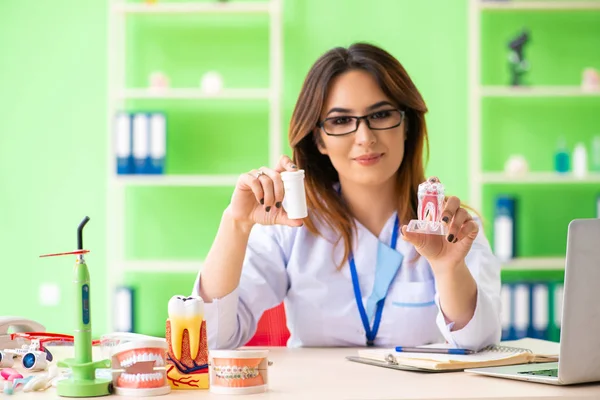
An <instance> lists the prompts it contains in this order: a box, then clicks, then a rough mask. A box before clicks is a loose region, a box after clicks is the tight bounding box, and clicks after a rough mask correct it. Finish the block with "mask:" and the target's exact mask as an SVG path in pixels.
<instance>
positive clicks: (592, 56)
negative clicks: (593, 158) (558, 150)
mask: <svg viewBox="0 0 600 400" xmlns="http://www.w3.org/2000/svg"><path fill="white" fill-rule="evenodd" d="M523 28H527V29H528V30H529V31H530V36H531V38H530V41H529V43H528V44H527V45H526V46H525V49H524V53H525V57H526V58H527V60H528V61H529V63H530V70H529V72H528V73H527V75H526V77H525V84H527V85H534V86H552V85H569V86H578V85H580V84H581V78H582V72H583V70H584V68H587V67H594V68H597V69H599V68H600V46H599V44H600V11H589V10H583V11H558V12H548V11H518V12H489V11H487V12H484V13H483V14H482V37H483V39H482V81H483V84H485V85H506V84H508V83H509V80H510V79H509V73H508V71H509V70H508V68H507V57H506V52H503V51H498V49H506V48H507V43H508V41H509V39H511V38H513V37H515V36H516V35H517V34H519V33H520V32H521V30H522V29H523ZM482 132H483V133H482V148H483V155H484V157H483V159H482V166H483V169H484V171H486V172H498V171H501V170H502V169H503V168H504V163H505V162H506V160H507V159H508V157H509V156H510V155H512V154H521V155H523V156H525V158H526V159H527V162H528V163H529V168H530V170H531V171H535V172H550V171H553V170H554V154H555V152H556V149H557V146H558V143H559V139H561V138H563V139H564V140H565V143H566V145H567V149H568V151H569V153H571V152H572V150H573V147H574V146H575V144H576V143H578V142H583V143H584V144H585V145H586V147H587V150H588V160H590V169H591V158H592V155H591V153H589V152H590V151H591V145H592V138H593V137H594V136H598V135H600V96H591V97H585V96H581V97H577V96H575V97H555V98H544V97H529V98H523V97H520V98H517V97H513V98H501V97H500V98H486V99H484V100H483V102H482ZM570 156H571V154H570ZM483 194H484V196H483V204H484V209H483V213H484V216H485V218H486V220H487V221H491V220H492V218H493V211H494V210H493V205H494V198H495V196H497V195H510V196H513V197H515V198H516V199H517V232H516V235H517V241H518V243H517V252H518V254H519V255H520V256H525V257H536V256H537V257H552V256H558V257H560V256H564V254H565V250H566V235H567V227H568V224H569V222H570V221H571V220H572V219H574V218H593V217H595V216H596V198H597V196H598V195H600V185H599V184H598V183H597V182H596V183H589V182H588V183H569V184H535V185H522V184H516V185H510V184H488V185H486V186H485V189H484V192H483ZM488 234H489V236H490V238H492V239H493V232H492V231H491V230H490V231H489V232H488Z"/></svg>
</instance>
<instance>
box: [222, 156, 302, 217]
mask: <svg viewBox="0 0 600 400" xmlns="http://www.w3.org/2000/svg"><path fill="white" fill-rule="evenodd" d="M297 169H298V168H297V167H296V166H295V165H294V163H293V162H292V160H291V159H290V158H289V157H288V156H285V155H284V156H282V157H281V158H280V159H279V163H278V164H277V166H276V167H275V169H270V168H266V167H262V168H259V169H253V170H252V171H250V172H248V173H245V174H242V175H241V176H240V177H239V179H238V182H237V184H236V187H235V190H234V192H233V196H232V197H231V203H230V204H229V207H228V209H227V212H228V213H229V215H230V216H231V218H233V219H234V220H235V221H238V222H240V223H243V224H247V225H248V226H252V225H254V224H261V225H274V224H281V225H289V226H302V224H303V223H302V220H301V219H290V218H288V216H287V212H285V210H284V209H283V206H282V202H283V195H284V188H283V181H282V180H281V175H280V173H281V172H283V171H297Z"/></svg>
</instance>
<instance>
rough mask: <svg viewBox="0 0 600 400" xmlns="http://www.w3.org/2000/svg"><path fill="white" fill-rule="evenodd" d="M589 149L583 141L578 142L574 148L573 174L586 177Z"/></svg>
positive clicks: (576, 175) (581, 177)
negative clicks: (586, 149)
mask: <svg viewBox="0 0 600 400" xmlns="http://www.w3.org/2000/svg"><path fill="white" fill-rule="evenodd" d="M587 172H588V167H587V151H586V149H585V145H584V144H583V143H577V145H576V146H575V149H574V150H573V175H574V176H575V177H576V178H584V177H585V176H586V175H587Z"/></svg>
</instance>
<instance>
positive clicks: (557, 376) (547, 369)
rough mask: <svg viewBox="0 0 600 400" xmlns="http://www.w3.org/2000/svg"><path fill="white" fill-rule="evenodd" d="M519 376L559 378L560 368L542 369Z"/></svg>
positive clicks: (523, 371)
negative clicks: (546, 376) (558, 372)
mask: <svg viewBox="0 0 600 400" xmlns="http://www.w3.org/2000/svg"><path fill="white" fill-rule="evenodd" d="M519 374H524V375H537V376H553V377H558V368H552V369H540V370H538V371H522V372H519Z"/></svg>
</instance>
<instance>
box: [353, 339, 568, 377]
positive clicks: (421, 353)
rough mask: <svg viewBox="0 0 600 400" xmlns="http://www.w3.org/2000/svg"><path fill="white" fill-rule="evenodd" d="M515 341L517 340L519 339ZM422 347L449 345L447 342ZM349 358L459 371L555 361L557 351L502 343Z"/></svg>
mask: <svg viewBox="0 0 600 400" xmlns="http://www.w3.org/2000/svg"><path fill="white" fill-rule="evenodd" d="M515 342H516V343H517V344H520V343H519V341H515ZM515 342H513V343H515ZM530 343H531V342H530ZM523 344H527V342H523ZM421 347H436V348H439V347H448V348H450V346H449V345H448V344H434V345H427V346H421ZM348 359H349V360H351V361H357V362H363V363H366V364H371V365H378V366H382V367H390V368H394V367H397V369H409V370H422V371H460V370H463V369H466V368H480V367H495V366H502V365H515V364H527V363H534V362H535V363H537V362H555V361H558V351H557V352H556V354H538V353H534V352H533V351H532V350H531V349H529V348H526V347H524V346H519V347H515V346H506V345H502V344H501V345H494V346H488V347H486V348H484V349H482V350H481V351H479V352H477V353H474V354H468V355H452V354H432V353H399V352H396V351H395V350H394V349H360V350H358V357H348Z"/></svg>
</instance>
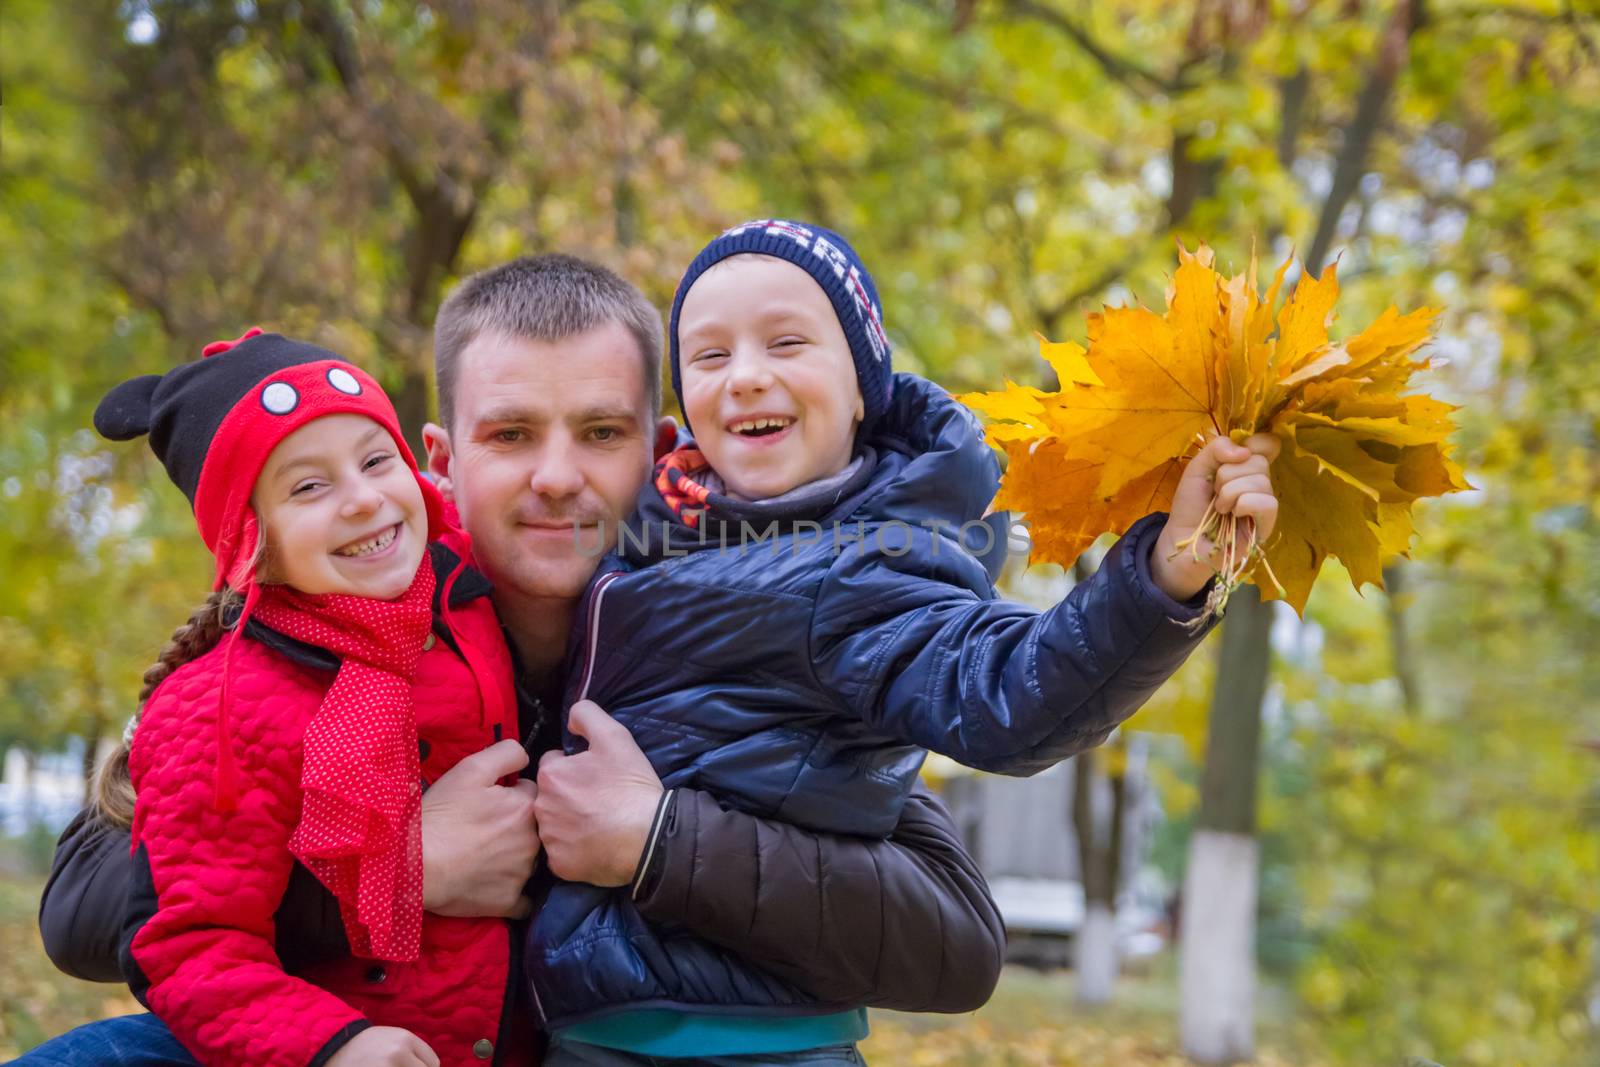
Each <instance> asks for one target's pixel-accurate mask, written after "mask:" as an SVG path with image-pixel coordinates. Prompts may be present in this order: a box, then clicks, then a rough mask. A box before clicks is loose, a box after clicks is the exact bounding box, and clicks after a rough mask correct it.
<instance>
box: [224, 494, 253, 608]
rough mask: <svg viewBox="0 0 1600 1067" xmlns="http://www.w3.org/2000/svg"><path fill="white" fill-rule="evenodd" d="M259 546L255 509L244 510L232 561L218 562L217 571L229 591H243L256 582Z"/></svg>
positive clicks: (227, 560) (250, 507)
mask: <svg viewBox="0 0 1600 1067" xmlns="http://www.w3.org/2000/svg"><path fill="white" fill-rule="evenodd" d="M259 545H261V523H258V522H256V509H253V507H246V509H245V522H243V523H240V526H238V545H237V547H235V549H234V558H232V560H218V571H219V577H221V581H222V582H226V584H227V587H229V589H245V587H246V585H250V584H251V582H254V581H256V553H258V552H259Z"/></svg>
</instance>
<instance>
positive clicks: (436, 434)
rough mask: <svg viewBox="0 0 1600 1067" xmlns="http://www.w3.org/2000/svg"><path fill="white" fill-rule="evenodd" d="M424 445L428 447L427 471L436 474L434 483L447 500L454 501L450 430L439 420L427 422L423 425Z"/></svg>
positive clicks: (453, 456)
mask: <svg viewBox="0 0 1600 1067" xmlns="http://www.w3.org/2000/svg"><path fill="white" fill-rule="evenodd" d="M422 445H424V446H426V448H427V472H429V474H430V475H434V485H437V486H438V491H440V493H442V494H443V498H445V499H446V501H454V499H456V494H454V488H453V486H451V480H450V464H451V459H454V456H453V454H451V451H450V432H448V430H445V427H442V426H440V424H437V422H427V424H424V426H422Z"/></svg>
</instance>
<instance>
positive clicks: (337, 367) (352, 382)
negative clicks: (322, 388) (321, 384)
mask: <svg viewBox="0 0 1600 1067" xmlns="http://www.w3.org/2000/svg"><path fill="white" fill-rule="evenodd" d="M328 384H330V386H333V387H334V389H338V390H339V392H342V394H344V395H347V397H360V395H362V382H358V381H355V374H352V373H350V371H347V370H344V368H342V366H331V368H328Z"/></svg>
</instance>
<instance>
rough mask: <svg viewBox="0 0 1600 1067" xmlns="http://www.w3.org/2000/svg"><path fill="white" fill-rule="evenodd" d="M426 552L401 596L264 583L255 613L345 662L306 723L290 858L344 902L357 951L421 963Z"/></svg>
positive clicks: (342, 905) (428, 598)
mask: <svg viewBox="0 0 1600 1067" xmlns="http://www.w3.org/2000/svg"><path fill="white" fill-rule="evenodd" d="M434 582H435V579H434V568H432V566H430V565H429V561H427V558H426V557H424V560H422V566H421V568H418V573H416V579H414V581H413V582H411V589H408V590H406V592H405V595H402V597H400V598H397V600H371V598H368V597H349V595H342V593H323V595H306V593H301V592H298V590H294V589H290V587H286V585H264V587H261V600H259V603H258V605H256V609H254V617H258V619H259V621H261V622H264V624H266V625H269V627H272V629H274V630H277V632H278V633H285V635H288V637H293V638H296V640H301V641H307V643H310V645H317V646H318V648H326V649H328V651H331V653H334V654H336V656H339V659H341V661H342V662H341V665H339V673H338V677H336V678H334V680H333V686H330V689H328V693H326V696H323V699H322V707H320V709H317V713H315V715H314V717H312V720H310V723H309V725H307V728H306V741H304V749H306V760H304V766H302V769H301V787H302V789H304V801H302V808H301V819H299V825H298V827H296V829H294V835H293V837H291V838H290V851H291V853H293V854H294V857H296V859H299V861H301V862H302V864H306V867H307V869H310V872H312V873H314V875H317V878H320V880H322V883H323V885H325V886H328V889H331V891H333V894H334V896H336V897H338V899H339V910H341V913H342V915H344V928H346V933H347V934H349V937H350V950H352V952H354V953H355V955H358V957H368V958H378V960H414V958H416V957H418V952H419V949H421V939H422V768H421V765H419V761H418V745H416V715H414V712H413V707H411V683H413V678H414V677H416V667H418V661H421V657H422V645H424V643H426V641H427V637H429V630H430V627H432V619H434Z"/></svg>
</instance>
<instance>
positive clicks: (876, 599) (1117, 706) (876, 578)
mask: <svg viewBox="0 0 1600 1067" xmlns="http://www.w3.org/2000/svg"><path fill="white" fill-rule="evenodd" d="M1165 518H1166V517H1165V515H1160V514H1157V515H1147V517H1146V518H1141V520H1139V522H1138V523H1134V525H1133V526H1131V528H1130V530H1128V533H1126V534H1125V536H1123V537H1122V539H1120V541H1118V542H1117V544H1115V545H1112V549H1110V552H1107V553H1106V558H1104V561H1102V563H1101V566H1099V569H1098V571H1096V573H1094V574H1093V576H1091V577H1088V579H1086V581H1083V582H1078V584H1077V585H1075V587H1074V589H1072V592H1070V593H1067V598H1066V600H1062V601H1061V603H1059V605H1056V606H1053V608H1050V609H1048V611H1043V613H1040V611H1035V609H1032V608H1027V606H1024V605H1016V603H1010V601H1003V600H992V598H989V584H987V579H986V576H984V571H982V566H981V565H979V563H978V561H976V560H973V558H971V557H970V555H966V553H965V552H962V550H960V549H958V547H957V545H955V542H954V541H952V539H949V537H941V534H939V533H938V531H930V530H909V536H910V537H912V544H910V547H909V550H907V552H901V553H898V555H896V553H894V552H899V549H901V547H902V545H901V541H902V539H904V537H898V539H891V541H893V542H890V544H886V545H885V544H877V541H875V537H872V536H869V537H866V539H864V541H862V544H861V547H859V549H858V547H853V545H846V547H845V549H843V550H842V552H840V555H838V558H837V560H835V561H834V565H832V568H830V569H829V574H827V577H826V579H824V582H822V589H821V592H819V593H818V601H816V614H814V619H813V629H811V656H813V662H814V664H816V673H818V680H819V681H821V685H822V688H824V689H827V691H830V693H834V694H835V697H837V699H838V701H840V702H842V704H843V705H845V707H846V709H850V710H851V712H853V713H856V715H861V717H862V718H864V720H866V721H869V723H872V725H874V726H877V728H880V729H883V731H885V733H888V734H893V736H896V737H902V739H906V741H910V742H914V744H918V745H922V747H925V749H931V750H934V752H942V753H946V755H949V757H952V758H955V760H960V761H962V763H966V765H968V766H974V768H981V769H986V771H1002V773H1006V774H1034V773H1037V771H1042V769H1045V768H1046V766H1050V765H1053V763H1058V761H1061V760H1062V758H1066V757H1069V755H1072V753H1075V752H1082V750H1085V749H1093V747H1094V745H1098V744H1101V742H1104V741H1106V736H1107V734H1109V733H1110V731H1112V729H1115V726H1117V725H1118V723H1122V721H1123V720H1125V718H1128V717H1130V715H1133V712H1134V710H1138V709H1139V705H1141V704H1144V701H1146V699H1149V696H1150V694H1152V693H1155V689H1157V688H1158V686H1160V685H1162V683H1163V681H1165V680H1166V678H1168V677H1171V673H1173V672H1174V670H1178V667H1179V665H1181V664H1182V662H1184V659H1186V657H1187V656H1189V653H1192V651H1194V649H1195V646H1197V645H1198V643H1200V640H1202V638H1203V637H1205V633H1206V632H1208V630H1210V629H1211V625H1213V624H1211V622H1208V624H1206V625H1203V627H1200V629H1198V630H1190V629H1189V625H1187V624H1190V622H1192V621H1194V619H1197V617H1198V616H1200V606H1198V603H1197V601H1198V600H1200V598H1198V597H1197V598H1195V600H1190V601H1187V603H1179V601H1176V600H1173V598H1171V597H1168V595H1166V593H1165V592H1162V590H1160V587H1158V585H1157V584H1155V581H1154V579H1152V576H1150V552H1152V550H1154V547H1155V542H1157V539H1158V536H1160V533H1162V526H1163V523H1165ZM885 547H886V549H890V550H888V552H886V550H885ZM1203 592H1205V590H1202V593H1203Z"/></svg>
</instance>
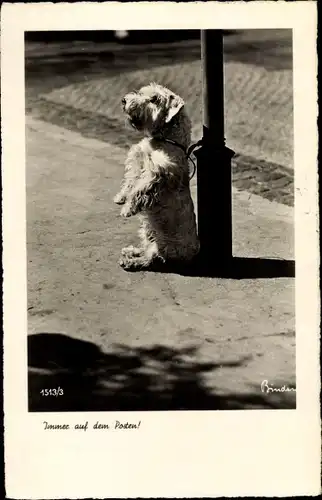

Task instructions: Identify the lines above that contain the word "this", then copy them.

Task output:
An <instance> lists the prompts it contains in this order: a box, then clicks, then a rough mask. A box before clicks is a loose region, a box after clicks is the tight bounding box, and clicks after a rough mask correct it. Finish the block with "mask:" and the target's exact mask as an SVG path in pixels.
Each <instance> asks for one target's pixel-accurate mask, written after "mask:" as an SVG path with image-pixel coordinates. Prompts may be present in this order: a box, then clicks, then a rough mask. A box before clicks is loose, a box after clicks is the exact bounding box, and clicks after a rough mask correct it.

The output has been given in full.